California’s Peak Dystopia, LA’s Mayoral Chaos, and New York’s Toxic Empathy

Rhamell Burke, a repeat criminal, attacked and later stalked two women on the New York City subway last April. Though police stopped Burke from harassing the women any further, the victims ultimately decided not to cooperate with prosecutors, with one woman telling the New York Post later, “maybe a part of me was just like, I don’t want to put another black man in jail.” It was a decision she ultimately regretted after Burke, about one month later, allegedly pushed a retired school teacher onto the subway tracks, leading to the 76-year-old’s death. “ Well, I mean, it’s toxic empathy, isn’t it—that it gets people killed. It serves the ego of the so-called enlightened, but the consequences fall on people that can’t defend themselves,” argues Victor Davis Hanson on today’s edition of Victor Davis Hanson: In His Own Words. ALSO: Victor Davis Hanson and Jack Fowler reflect on California’s decline, highlighting Los Angeles mayoral debate fallout as Karen Bass withdraws and Nithya Raman reverses on defunding police while Spencer Pratt gains traction. Hanson ties LA’s disorder, wildfire failures, DEI-driven omissions, and Gavin Newsom’s long record in office to outmigration and fiscal strain, noting California’s $503B adjusted gross income loss and a projected $15–$20B deficit amid fraud and welfare concerns. They discuss New York’s subway killing by a repeat offender, arguing “toxic empathy” and lax enforcement endanger the public. Hanson predicts communities will form local “cocoons,” rebukes AOC’s claims about billionaires and America’s founding, and assesses Trump’s China trip and leverage amid the Iran war and shifting geopolitics.

--------

◆ **Description of the task**: In the text on California's decline and New York's subway, how old was the retired school teacher who was allegedly pushed onto the tracks?

--------

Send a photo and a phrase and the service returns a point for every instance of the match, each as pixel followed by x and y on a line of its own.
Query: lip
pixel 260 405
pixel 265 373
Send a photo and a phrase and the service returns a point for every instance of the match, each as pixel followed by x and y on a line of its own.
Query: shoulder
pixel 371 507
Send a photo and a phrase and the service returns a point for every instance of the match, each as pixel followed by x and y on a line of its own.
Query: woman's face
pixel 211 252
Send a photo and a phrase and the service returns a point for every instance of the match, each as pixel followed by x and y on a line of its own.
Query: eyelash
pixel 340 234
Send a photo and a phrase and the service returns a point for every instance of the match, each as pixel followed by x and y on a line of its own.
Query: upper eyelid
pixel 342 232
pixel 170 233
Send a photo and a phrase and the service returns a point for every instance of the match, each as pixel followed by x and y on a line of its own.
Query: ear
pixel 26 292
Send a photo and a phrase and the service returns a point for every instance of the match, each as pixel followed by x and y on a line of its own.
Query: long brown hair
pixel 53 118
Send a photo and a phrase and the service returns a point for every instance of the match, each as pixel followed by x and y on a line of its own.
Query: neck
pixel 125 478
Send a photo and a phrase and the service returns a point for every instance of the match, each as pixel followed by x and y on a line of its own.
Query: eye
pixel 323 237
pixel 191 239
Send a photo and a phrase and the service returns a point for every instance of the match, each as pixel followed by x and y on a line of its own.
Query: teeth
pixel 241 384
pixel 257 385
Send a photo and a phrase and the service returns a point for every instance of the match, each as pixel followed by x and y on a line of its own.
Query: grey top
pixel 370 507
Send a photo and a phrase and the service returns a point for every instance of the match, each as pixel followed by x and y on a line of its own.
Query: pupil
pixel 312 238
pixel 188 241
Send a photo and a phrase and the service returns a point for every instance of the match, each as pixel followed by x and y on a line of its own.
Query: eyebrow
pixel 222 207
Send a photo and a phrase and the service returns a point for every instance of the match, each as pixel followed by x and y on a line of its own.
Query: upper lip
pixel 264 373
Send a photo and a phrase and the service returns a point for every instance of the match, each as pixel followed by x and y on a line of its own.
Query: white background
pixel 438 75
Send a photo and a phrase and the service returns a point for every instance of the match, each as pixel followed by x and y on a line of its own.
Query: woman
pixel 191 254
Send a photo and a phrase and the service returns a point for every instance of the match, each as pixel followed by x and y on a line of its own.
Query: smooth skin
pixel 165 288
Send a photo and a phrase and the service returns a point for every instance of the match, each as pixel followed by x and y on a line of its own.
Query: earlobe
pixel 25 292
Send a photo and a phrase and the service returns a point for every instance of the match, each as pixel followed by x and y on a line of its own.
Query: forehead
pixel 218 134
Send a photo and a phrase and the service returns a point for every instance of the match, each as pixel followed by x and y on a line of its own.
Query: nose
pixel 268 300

--------

◆ **Output for this exercise**: 76 years old.